**Task item:** Only the lines below from the one containing "[tag] one dot per instance, sample [9,899]." to the one containing "[tag] one dot per instance, sample [349,45]." should be repeated, both included and unchanged.

(Point localization data)
--- START ---
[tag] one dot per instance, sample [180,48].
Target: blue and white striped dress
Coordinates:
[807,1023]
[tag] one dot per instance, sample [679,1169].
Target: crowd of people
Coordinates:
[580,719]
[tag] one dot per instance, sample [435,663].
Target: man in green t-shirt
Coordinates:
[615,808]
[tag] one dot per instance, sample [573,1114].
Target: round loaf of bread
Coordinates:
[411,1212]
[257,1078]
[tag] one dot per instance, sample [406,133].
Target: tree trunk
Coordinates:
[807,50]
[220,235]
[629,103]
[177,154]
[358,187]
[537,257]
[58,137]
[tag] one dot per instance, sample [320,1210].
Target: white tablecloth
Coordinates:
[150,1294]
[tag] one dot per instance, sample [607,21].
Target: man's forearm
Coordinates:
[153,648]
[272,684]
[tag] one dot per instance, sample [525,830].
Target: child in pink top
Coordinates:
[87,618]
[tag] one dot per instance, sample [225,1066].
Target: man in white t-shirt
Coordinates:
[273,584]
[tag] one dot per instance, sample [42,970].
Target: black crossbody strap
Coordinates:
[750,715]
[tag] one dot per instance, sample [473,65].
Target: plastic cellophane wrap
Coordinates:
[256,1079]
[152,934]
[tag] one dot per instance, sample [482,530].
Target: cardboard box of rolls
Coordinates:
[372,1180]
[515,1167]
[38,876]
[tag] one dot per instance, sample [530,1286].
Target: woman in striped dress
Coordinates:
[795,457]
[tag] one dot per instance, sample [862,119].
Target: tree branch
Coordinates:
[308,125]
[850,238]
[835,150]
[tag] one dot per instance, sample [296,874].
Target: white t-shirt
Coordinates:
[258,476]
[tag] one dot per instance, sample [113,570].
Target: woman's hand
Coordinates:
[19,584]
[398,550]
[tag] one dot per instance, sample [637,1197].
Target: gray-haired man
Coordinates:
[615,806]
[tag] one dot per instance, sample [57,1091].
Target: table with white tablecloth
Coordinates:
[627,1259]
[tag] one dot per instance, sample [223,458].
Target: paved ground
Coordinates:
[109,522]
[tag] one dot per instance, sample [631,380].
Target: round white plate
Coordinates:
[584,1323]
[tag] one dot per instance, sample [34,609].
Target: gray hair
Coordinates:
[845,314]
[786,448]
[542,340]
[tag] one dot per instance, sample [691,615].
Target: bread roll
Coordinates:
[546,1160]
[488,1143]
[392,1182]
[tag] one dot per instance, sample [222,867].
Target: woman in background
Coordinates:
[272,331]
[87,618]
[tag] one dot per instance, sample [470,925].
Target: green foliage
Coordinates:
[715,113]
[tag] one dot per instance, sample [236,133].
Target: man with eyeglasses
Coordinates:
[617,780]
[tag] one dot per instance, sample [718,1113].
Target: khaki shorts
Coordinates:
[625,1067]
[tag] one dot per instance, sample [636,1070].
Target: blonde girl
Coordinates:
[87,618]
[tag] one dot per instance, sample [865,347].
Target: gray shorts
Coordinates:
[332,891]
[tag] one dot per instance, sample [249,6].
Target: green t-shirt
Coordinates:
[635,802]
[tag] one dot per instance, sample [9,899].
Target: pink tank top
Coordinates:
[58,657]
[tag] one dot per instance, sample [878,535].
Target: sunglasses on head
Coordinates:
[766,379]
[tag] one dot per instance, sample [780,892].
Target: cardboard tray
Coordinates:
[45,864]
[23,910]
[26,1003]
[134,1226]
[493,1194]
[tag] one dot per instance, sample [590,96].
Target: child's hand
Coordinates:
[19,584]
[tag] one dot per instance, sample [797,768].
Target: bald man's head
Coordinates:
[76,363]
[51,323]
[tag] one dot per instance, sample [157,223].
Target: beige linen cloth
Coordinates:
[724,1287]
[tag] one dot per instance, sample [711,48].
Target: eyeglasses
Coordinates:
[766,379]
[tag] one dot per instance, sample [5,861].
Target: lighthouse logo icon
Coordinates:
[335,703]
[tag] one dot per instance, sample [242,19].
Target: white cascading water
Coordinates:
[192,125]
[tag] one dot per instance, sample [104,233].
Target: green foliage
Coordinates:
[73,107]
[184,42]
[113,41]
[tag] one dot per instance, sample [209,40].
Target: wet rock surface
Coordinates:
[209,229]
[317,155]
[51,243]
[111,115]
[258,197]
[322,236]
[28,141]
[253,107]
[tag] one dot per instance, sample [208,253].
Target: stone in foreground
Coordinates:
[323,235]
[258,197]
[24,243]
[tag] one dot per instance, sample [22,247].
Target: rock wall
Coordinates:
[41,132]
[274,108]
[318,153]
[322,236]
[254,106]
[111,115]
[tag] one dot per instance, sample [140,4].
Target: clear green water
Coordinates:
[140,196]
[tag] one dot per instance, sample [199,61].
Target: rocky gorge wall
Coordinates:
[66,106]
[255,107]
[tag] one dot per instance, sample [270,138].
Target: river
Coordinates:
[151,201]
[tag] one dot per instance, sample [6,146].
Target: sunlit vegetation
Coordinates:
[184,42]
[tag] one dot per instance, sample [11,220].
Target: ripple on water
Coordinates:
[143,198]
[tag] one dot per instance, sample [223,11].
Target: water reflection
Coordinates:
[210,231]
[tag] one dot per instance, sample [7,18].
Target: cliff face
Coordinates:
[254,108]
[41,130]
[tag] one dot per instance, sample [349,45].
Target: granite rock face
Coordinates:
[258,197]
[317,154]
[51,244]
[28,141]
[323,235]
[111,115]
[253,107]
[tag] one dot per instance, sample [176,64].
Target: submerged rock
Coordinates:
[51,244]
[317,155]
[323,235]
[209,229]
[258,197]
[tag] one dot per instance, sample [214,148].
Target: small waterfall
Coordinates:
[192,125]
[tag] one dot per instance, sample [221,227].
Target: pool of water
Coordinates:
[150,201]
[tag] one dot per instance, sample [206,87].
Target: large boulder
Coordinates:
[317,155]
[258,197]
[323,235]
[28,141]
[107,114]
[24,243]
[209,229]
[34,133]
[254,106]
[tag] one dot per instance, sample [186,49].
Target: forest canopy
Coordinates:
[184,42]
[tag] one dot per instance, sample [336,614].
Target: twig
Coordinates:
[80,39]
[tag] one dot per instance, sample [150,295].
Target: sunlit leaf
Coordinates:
--- END ---
**Task result:**
[tag] one dot per instance, sample [9,899].
Target: pink tank top
Coordinates:
[58,657]
[tag] one dot per instance, sample [878,535].
Target: sunglasses on head
Coordinates:
[766,379]
[tag] one dot per instance, sample [780,892].
Target: cardboard tray
Coordinates:
[45,864]
[23,910]
[26,1003]
[134,1226]
[493,1194]
[tag] one dot per instance, sample [590,96].
Target: child's hand
Coordinates:
[19,584]
[tag] one dot per instance, sample [797,768].
Target: bald man's head
Coordinates:
[76,363]
[51,323]
[tag] one dot per instance, sample [157,223].
Target: beige linen cloth
Coordinates:
[724,1287]
[tag] one dot per instance, sample [711,48].
Target: eyeglasses
Coordinates:
[766,379]
[tag] one dot per instance, sample [5,861].
Target: lighthouse logo icon
Coordinates:
[335,703]
[tag] one dot per instance, sample [242,19].
Target: white cascading water
Coordinates:
[192,125]
[tag] one dot per instance, sample [104,233].
Target: green foliage
Coordinates:
[73,107]
[184,42]
[113,41]
[tag] one dot per instance, sample [209,40].
Target: wet rock surface
Coordinates:
[209,229]
[317,155]
[51,243]
[111,115]
[258,197]
[322,236]
[28,141]
[253,107]
[tag] one dot per instance, sample [208,253].
Target: stone in foreground
Coordinates:
[323,235]
[258,197]
[24,243]
[tag] one dot per instance, sample [22,247].
Target: rock wall
Coordinates:
[41,132]
[274,108]
[318,153]
[322,236]
[254,106]
[111,115]
[tag] one dot per instance, sample [140,4].
Target: clear green water
Coordinates:
[140,196]
[tag] one dot per instance, sample [199,61].
Target: rocky gorge wall
Coordinates:
[66,106]
[255,107]
[tag] one dot per instance, sample [270,138].
Target: river
Coordinates:
[151,201]
[tag] one dot per instance, sample [6,146].
Target: sunlit vegetation
Coordinates:
[184,42]
[tag] one dot per instance, sample [11,220].
Target: ripple on water
Coordinates:
[143,198]
[tag] one dot per instance, sample [223,11].
Target: water reflection
Coordinates:
[210,231]
[tag] one dot per instance, sample [7,18].
Target: cliff face
Coordinates:
[254,108]
[41,130]
[tag] one dot per instance, sample [349,45].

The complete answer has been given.